Directions for this task:
Select all lines holding the word "white" from the entries that follow.

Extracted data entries
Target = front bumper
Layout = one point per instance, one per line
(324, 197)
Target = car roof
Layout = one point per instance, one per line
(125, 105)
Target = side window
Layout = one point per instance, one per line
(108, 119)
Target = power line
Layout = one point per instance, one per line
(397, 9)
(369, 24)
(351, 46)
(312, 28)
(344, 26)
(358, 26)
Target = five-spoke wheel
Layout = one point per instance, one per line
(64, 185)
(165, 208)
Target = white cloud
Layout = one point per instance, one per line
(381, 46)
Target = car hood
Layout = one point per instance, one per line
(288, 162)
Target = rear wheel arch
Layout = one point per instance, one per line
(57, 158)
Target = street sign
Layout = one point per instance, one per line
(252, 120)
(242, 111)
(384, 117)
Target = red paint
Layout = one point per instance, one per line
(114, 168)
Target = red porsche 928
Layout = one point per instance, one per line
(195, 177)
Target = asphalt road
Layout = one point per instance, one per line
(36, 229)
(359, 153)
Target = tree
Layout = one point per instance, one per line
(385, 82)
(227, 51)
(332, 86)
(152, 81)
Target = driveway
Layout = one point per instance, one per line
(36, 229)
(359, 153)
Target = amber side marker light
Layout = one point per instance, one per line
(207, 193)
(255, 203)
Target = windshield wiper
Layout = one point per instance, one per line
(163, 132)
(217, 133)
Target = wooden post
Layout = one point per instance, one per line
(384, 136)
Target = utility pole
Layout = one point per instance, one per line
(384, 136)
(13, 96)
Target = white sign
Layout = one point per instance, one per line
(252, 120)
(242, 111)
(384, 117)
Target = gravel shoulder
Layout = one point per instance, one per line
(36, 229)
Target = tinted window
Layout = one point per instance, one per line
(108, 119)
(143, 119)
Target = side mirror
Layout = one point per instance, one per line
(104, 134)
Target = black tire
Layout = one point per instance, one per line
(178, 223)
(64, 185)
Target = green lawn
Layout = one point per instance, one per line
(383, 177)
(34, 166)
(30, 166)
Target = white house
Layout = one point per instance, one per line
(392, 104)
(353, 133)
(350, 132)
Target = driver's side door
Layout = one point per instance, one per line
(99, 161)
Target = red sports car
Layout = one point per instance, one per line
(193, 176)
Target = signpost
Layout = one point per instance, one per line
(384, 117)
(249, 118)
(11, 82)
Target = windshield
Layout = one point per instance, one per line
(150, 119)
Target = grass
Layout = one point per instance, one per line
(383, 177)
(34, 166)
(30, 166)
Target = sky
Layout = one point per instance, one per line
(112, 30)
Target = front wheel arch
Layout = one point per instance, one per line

Answer space:
Target = white cloud
Target = white sign
Target = white house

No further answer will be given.